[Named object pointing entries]
-- -- --

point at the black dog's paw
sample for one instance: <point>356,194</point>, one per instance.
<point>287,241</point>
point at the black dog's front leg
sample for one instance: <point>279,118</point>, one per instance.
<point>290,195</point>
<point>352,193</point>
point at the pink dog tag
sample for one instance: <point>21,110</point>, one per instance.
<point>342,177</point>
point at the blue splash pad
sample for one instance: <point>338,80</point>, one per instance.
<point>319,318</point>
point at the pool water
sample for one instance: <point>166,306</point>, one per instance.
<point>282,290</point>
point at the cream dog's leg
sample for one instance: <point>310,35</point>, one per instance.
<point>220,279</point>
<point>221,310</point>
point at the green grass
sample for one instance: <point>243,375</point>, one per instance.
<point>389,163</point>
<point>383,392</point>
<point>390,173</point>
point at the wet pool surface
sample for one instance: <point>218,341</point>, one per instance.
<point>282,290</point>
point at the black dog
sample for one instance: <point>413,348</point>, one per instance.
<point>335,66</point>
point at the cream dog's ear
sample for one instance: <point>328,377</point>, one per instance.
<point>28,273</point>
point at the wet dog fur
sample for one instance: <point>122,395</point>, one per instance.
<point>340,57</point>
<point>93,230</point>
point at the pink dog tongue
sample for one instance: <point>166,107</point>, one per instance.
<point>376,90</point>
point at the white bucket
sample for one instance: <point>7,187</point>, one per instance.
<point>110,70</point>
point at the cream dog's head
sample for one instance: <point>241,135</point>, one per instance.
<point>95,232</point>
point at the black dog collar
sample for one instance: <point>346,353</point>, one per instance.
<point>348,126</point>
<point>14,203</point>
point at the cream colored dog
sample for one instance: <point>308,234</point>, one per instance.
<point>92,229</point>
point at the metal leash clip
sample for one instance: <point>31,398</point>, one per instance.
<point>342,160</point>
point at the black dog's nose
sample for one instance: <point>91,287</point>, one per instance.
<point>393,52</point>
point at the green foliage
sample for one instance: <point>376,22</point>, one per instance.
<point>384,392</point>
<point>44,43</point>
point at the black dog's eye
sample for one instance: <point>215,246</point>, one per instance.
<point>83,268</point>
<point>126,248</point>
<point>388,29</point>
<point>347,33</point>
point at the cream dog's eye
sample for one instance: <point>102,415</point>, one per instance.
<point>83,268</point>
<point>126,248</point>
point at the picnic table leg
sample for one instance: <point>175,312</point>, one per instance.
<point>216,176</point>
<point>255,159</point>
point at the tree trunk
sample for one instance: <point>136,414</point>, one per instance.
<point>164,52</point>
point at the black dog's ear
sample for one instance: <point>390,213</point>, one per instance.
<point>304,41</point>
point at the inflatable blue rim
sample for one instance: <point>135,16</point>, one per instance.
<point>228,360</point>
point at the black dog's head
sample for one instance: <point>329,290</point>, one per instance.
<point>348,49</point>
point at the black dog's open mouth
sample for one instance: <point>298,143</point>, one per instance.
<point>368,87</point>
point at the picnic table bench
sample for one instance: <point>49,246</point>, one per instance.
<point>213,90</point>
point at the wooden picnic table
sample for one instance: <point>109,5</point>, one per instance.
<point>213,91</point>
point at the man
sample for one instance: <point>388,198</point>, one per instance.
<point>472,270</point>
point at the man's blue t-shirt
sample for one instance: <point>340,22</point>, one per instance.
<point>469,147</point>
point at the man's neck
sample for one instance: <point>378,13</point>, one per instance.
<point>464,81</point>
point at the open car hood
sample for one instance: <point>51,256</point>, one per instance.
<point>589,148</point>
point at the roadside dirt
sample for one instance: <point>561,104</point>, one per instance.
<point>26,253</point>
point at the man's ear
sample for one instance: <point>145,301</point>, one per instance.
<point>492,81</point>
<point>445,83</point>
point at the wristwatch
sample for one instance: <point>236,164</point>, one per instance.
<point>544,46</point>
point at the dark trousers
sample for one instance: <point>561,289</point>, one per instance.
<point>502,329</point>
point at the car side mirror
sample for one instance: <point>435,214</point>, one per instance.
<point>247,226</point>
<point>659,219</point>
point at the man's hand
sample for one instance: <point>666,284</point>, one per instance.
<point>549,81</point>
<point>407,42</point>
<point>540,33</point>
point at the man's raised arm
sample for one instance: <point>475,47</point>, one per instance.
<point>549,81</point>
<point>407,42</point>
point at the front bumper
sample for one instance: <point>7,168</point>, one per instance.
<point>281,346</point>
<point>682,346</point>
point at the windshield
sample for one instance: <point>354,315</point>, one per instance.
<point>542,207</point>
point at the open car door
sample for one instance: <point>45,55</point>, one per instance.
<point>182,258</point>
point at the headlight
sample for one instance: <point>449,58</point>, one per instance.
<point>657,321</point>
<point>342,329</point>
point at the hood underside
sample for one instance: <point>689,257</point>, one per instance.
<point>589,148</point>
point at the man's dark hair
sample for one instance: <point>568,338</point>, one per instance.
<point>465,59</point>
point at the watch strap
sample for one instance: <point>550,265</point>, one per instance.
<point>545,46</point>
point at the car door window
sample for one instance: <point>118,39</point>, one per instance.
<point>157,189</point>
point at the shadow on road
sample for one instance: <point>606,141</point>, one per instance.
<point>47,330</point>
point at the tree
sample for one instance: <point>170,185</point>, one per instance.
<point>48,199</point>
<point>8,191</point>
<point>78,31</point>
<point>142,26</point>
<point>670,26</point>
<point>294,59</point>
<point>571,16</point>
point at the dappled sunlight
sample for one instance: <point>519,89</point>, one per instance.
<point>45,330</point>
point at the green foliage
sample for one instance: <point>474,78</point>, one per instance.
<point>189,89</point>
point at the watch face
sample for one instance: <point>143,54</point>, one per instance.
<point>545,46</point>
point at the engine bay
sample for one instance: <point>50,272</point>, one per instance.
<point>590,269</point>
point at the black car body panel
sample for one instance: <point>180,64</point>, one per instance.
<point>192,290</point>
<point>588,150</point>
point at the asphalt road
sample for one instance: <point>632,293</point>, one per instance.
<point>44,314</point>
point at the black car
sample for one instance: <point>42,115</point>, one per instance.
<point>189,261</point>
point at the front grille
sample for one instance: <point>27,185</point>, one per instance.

-- -- --

◆ Exercise brief ◆
Locate the line that contains "point at the watch face", then please quote it and every line after it to the end of the entries above, exactly and with nothing else.

◆ Written reply ◆
point at the watch face
sample for one instance: <point>143,54</point>, one per instance.
<point>545,46</point>
point at the engine bay
sample for one instance: <point>50,272</point>, one per instance.
<point>590,269</point>
point at the black car body panel
sample for one instance: <point>180,64</point>, one per instance.
<point>192,290</point>
<point>588,150</point>
point at the asphalt road
sample for one instance: <point>632,293</point>, one per instance.
<point>44,314</point>
point at the black car
sample for one instance: <point>42,115</point>, one per instance.
<point>189,261</point>
point at the front grille
sample for one instance: <point>27,185</point>, one per instance.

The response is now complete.